▶ [Request] Report each line of the records below that contains the word "water", and copy every such line in full.

▶ [Supplied records]
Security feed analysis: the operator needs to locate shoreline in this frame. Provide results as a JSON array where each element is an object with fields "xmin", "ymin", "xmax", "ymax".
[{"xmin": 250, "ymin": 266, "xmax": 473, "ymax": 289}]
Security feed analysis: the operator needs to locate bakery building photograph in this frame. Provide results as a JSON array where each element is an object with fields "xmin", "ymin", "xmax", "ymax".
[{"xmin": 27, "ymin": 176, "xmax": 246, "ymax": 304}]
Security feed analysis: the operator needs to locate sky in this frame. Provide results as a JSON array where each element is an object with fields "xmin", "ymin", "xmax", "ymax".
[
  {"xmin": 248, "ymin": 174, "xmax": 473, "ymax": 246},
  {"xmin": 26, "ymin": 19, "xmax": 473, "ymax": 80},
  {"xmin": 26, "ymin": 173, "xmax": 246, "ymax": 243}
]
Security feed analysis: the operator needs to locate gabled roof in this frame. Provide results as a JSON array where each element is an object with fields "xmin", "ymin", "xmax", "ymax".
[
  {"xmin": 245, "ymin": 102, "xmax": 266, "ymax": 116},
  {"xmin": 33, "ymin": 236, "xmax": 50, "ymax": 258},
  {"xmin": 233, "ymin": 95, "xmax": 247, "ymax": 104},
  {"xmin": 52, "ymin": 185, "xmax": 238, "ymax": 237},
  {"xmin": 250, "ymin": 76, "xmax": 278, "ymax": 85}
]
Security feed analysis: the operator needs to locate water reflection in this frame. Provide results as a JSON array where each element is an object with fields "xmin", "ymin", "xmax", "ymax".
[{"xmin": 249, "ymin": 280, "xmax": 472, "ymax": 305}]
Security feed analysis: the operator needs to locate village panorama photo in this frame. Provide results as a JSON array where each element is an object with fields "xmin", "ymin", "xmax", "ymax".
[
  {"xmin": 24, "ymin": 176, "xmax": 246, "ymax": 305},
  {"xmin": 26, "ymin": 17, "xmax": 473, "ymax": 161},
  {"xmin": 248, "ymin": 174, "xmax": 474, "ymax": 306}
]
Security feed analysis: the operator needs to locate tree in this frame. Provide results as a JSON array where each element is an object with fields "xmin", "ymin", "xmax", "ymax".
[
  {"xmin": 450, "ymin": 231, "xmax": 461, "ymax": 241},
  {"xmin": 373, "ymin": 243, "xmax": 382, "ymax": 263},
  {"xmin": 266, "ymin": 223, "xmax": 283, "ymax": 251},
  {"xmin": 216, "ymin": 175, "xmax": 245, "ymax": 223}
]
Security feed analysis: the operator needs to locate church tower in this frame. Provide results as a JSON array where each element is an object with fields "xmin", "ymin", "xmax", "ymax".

▶ [Solution below]
Security feed analysis: the operator needs to locate water reflection in this frame. Provide results as a JSON array where each element is an object with fields "xmin", "ymin", "xmax", "ymax".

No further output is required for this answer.